(Dataset entries)
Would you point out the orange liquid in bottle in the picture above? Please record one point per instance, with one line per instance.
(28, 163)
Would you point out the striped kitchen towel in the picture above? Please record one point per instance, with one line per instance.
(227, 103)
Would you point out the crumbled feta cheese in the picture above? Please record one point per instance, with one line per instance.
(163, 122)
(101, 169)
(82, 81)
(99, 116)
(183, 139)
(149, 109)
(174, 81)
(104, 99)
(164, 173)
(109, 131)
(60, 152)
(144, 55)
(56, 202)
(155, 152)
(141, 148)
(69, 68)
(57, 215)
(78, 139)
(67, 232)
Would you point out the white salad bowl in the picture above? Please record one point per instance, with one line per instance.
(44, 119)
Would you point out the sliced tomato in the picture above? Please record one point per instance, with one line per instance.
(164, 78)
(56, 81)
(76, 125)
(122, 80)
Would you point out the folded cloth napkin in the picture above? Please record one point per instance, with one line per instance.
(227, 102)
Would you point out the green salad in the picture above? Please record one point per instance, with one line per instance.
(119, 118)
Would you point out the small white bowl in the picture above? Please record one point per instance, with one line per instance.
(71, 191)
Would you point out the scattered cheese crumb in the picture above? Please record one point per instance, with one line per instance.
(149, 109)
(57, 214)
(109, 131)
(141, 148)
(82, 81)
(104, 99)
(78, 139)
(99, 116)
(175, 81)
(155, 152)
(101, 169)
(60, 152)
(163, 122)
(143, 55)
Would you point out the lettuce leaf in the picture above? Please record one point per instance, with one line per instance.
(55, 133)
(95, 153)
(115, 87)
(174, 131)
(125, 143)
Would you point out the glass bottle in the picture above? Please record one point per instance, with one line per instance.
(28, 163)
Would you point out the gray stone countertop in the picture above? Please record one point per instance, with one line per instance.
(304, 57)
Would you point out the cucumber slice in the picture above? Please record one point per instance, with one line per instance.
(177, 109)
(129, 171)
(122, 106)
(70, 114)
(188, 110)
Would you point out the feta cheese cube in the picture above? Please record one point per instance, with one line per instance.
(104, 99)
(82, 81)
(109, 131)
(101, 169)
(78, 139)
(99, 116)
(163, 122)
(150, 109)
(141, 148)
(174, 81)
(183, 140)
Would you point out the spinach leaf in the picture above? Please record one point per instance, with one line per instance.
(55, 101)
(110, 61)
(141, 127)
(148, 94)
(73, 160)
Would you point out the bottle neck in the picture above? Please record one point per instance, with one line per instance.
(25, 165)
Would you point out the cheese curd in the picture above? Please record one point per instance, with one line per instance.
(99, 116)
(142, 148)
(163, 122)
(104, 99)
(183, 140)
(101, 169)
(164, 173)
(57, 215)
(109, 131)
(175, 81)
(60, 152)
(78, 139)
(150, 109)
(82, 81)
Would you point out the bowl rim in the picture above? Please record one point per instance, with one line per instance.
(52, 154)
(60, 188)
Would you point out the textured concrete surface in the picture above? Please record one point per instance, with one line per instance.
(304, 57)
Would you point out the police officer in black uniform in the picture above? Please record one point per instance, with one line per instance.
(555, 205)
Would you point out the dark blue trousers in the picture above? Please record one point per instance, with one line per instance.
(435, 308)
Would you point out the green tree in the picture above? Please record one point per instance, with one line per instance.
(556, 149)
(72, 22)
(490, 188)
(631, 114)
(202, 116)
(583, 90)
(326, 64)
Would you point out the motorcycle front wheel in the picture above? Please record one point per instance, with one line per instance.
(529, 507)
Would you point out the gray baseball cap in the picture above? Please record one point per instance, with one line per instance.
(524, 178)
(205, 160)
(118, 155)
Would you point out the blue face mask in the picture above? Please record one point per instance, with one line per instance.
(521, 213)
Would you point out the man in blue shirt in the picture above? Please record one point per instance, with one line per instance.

▶ **Task goal**
Restate each entry above word for word.

▶ **Completed exercise**
Would you point out the orange liquid in bottle in the picture above? Please record one point per instance, with one line per instance.
(28, 163)
Would you point out the striped kitchen towel in the picture above? Please record one point per instance, with one line per instance.
(227, 103)
Would you point out the crumbled feta cheese in the picture above? Please record one point per instance, with one line per instance.
(163, 122)
(101, 169)
(82, 81)
(99, 116)
(183, 139)
(149, 109)
(174, 81)
(104, 99)
(164, 173)
(109, 131)
(60, 152)
(144, 55)
(56, 202)
(155, 152)
(141, 148)
(69, 68)
(57, 215)
(78, 139)
(67, 232)
Would you point out the white salad bowl in the picture above? Please record one point per instance, with one line per instance.
(44, 119)
Would you point out the sliced tomato in the picture above? Please record one point per instance, with one line per instance.
(164, 78)
(56, 81)
(76, 125)
(122, 80)
Would you point out the folded cloth napkin in the picture above? Please record one point per instance, with one line per instance.
(227, 102)
Would you point out the green salad in the picture above? Please record one point per instance, with one line per instance.
(119, 118)
Would you point out the small white bowl in the picture above? Please record one point per instance, with one line per instance.
(71, 191)
Would you point out the scattered cheese crumb in the picture above? Please record one point per instance, with one line per instance.
(149, 109)
(57, 214)
(109, 131)
(141, 148)
(82, 81)
(104, 99)
(78, 139)
(99, 116)
(175, 81)
(155, 152)
(101, 169)
(60, 152)
(163, 122)
(143, 55)
Would you point out the lettuce leaf in the picture above? Please record one point per instance, with one line per instance.
(55, 133)
(95, 153)
(115, 87)
(174, 131)
(125, 143)
Would you point out the glass bottle in the picture above? Please record one point per instance, with one line per instance.
(28, 163)
Would you point out the gray stone countertop in the picture above? Please record one point per instance, with one line per instance.
(304, 57)
Would you point out the cucumber slice in the picture above? Please record one point per instance, with one line per instance.
(177, 109)
(129, 171)
(122, 106)
(70, 114)
(188, 110)
Would you point out the feta cheese cube in the picture above? Please record one point per instance, with one line per instance.
(104, 99)
(82, 81)
(109, 131)
(101, 169)
(78, 139)
(99, 116)
(163, 122)
(150, 109)
(141, 148)
(174, 81)
(183, 140)
Would you point out the spinach leaf in the picture above? Please record one point per instance, with one line per instance.
(55, 101)
(110, 61)
(141, 127)
(148, 94)
(73, 160)
Would you point out the bottle neck in the picture above? Please record one point per instance, with one line per instance.
(25, 165)
Would you point out the cheese curd in the picture above? Please record one point per instance, with one line per instance.
(99, 116)
(142, 148)
(163, 122)
(104, 99)
(183, 140)
(101, 169)
(164, 173)
(57, 215)
(109, 131)
(175, 81)
(60, 152)
(78, 139)
(150, 109)
(82, 81)
Would you point out the bowl rim in the picture above? Please record one point per instance, with one line per instance.
(52, 154)
(60, 188)
Would you point out the textured concrete surface in the picture above? Please record one point per instance, with one line per instance.
(304, 57)
Would you point out the police officer in black uniform in the picture above? Please record one point per instance, with one line per instance.
(555, 205)
Would you point out the dark blue trousers in the picture above? Please record one point per instance, with one line per instance.
(435, 308)
Would you point out the green tree in the picture above? Please record one point per instance, with one line per instance.
(556, 149)
(72, 22)
(490, 188)
(631, 114)
(202, 116)
(583, 90)
(326, 64)
Would you point out the motorcycle front wheel in the picture above? Please record one point per instance, with one line per instance.
(529, 507)
Would you point out the gray baseball cap in the picture above? Please record one point per instance, with one line per instance.
(524, 178)
(205, 160)
(118, 155)
Would you point out the blue face mask in the picture above? Please record one point per instance, with one line per instance.
(521, 213)
Would you point out the man in blue shirt in the picture above? Please record one point per instance, with one line per instance.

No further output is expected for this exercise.